*THE TASK*. Among the entries below, find the lines with the word "leaf" and return them.

*DATA*.
:::::

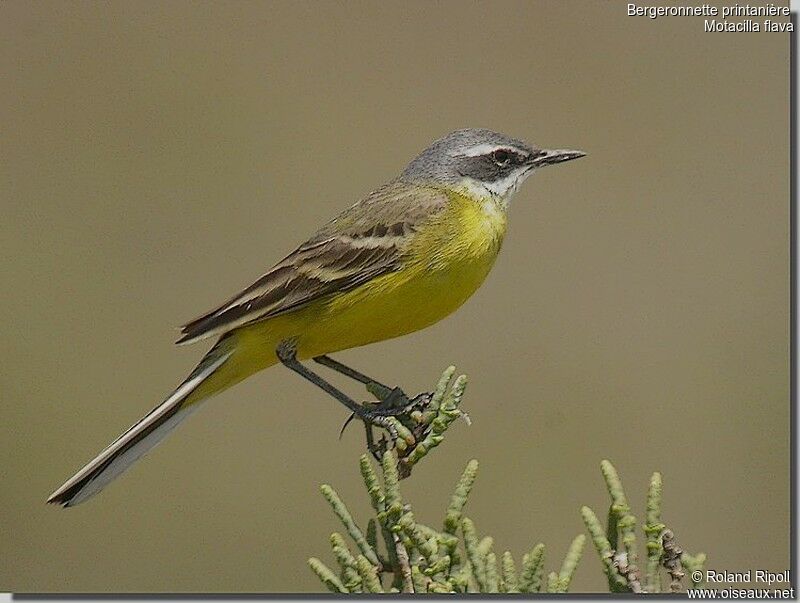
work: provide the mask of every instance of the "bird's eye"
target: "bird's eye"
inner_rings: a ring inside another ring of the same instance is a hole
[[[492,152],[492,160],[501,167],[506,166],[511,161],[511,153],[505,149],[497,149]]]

:::::

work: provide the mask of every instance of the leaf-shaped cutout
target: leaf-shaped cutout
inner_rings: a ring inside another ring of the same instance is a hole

:::::

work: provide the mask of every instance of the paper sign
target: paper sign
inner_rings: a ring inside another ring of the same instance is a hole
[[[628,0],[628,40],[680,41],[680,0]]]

:::::

*RESPONSE*.
work: provide the mask of every instance of the leaf-shaped cutout
target: leaf-shaped cutout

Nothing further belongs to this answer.